─── Records supplied
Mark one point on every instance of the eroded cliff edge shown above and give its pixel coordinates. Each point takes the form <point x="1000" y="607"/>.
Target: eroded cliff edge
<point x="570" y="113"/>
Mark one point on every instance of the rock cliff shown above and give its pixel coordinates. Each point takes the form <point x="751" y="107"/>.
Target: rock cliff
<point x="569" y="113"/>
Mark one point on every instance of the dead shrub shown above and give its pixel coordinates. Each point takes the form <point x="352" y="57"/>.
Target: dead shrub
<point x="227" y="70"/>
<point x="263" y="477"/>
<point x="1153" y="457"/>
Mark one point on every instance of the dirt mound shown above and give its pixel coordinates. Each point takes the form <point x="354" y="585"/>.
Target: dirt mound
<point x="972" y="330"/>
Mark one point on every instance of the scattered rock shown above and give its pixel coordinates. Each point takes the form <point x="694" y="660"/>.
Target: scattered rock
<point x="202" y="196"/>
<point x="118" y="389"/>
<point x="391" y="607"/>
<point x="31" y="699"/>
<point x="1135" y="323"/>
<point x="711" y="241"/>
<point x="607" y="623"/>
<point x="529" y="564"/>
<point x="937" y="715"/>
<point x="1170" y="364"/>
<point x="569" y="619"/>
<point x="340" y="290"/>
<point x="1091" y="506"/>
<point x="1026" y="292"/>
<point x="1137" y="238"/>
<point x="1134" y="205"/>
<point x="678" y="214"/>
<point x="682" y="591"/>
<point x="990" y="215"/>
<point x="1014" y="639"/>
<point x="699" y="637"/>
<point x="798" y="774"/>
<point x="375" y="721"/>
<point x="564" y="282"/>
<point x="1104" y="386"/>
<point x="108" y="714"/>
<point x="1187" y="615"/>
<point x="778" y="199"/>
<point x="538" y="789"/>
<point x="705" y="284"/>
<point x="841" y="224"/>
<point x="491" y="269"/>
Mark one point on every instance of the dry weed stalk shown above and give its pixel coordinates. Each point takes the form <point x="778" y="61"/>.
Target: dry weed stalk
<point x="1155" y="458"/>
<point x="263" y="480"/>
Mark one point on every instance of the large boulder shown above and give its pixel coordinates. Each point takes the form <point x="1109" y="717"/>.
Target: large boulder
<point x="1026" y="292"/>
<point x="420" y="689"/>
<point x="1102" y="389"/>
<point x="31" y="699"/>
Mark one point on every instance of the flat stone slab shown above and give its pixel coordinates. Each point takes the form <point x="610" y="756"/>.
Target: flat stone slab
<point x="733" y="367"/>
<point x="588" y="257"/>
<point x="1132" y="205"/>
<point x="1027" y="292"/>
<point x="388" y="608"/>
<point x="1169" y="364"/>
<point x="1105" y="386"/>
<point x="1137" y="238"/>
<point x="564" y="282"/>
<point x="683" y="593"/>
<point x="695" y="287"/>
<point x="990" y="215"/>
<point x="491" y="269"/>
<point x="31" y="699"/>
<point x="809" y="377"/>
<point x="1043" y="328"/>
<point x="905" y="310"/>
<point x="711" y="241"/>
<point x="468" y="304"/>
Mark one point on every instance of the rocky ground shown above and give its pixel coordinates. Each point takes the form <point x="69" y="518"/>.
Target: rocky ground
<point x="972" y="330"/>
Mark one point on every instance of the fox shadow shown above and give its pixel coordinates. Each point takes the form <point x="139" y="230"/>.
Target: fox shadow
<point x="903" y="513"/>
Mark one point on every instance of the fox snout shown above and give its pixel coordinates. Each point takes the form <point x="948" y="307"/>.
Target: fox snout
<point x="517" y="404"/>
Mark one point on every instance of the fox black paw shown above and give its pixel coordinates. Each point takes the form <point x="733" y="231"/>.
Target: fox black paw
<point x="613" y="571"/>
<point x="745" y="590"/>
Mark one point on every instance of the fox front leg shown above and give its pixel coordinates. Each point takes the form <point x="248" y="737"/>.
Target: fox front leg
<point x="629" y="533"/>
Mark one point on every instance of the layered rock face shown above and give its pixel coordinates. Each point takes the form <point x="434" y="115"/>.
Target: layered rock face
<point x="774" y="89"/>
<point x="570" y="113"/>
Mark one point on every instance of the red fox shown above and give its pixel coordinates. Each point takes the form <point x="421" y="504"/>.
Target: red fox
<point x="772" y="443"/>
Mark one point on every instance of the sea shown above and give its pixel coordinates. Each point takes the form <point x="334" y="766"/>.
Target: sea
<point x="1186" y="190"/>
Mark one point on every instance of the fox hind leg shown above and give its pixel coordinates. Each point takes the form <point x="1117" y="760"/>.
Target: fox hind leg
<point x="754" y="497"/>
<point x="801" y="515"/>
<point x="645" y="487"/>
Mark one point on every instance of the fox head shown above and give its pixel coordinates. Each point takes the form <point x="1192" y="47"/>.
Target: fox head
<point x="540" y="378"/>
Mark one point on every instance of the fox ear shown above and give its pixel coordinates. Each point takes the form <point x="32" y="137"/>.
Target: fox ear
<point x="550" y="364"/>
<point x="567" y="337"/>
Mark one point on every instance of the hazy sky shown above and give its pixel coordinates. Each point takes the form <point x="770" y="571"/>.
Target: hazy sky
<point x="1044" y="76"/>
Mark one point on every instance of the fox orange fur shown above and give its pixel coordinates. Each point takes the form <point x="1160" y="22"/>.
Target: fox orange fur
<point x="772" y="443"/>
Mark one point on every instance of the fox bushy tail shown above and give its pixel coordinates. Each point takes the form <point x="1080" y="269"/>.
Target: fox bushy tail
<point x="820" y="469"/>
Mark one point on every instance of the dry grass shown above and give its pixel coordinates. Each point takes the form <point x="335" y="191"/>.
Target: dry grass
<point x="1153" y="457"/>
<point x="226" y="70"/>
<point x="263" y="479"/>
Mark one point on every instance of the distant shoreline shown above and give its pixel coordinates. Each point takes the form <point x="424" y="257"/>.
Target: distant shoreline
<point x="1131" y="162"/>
──────
--- Directions for this task ---
Set down each line exactly as it appears, starting at the top of the data and ending at the line containing "Mark one point on every instance of the scattered", and include no other lines.

--- Exercise result ---
Mark one point on every instance of the eroded cliff edge shown above and give its pixel coordinates. Each point takes the form <point x="1000" y="607"/>.
Target: eroded cliff edge
<point x="570" y="113"/>
Mark one point on every instance of the rock cliff shown above and give its pixel coordinates. Each point takes the form <point x="751" y="107"/>.
Target: rock cliff
<point x="569" y="113"/>
Mark one point on every instance of the dead shrub shown above and give its pixel coordinates. Each point takes the form <point x="352" y="57"/>.
Target: dead shrub
<point x="227" y="70"/>
<point x="263" y="477"/>
<point x="1153" y="457"/>
Mark one point on every instance of the dirt mound shown above and give its pixel coordinates. Each point takes the form <point x="354" y="585"/>.
Target: dirt mound
<point x="972" y="330"/>
Mark one point on every instance of the scattered rock shown above and give its pixel coordinates. Each point takes the form <point x="694" y="660"/>.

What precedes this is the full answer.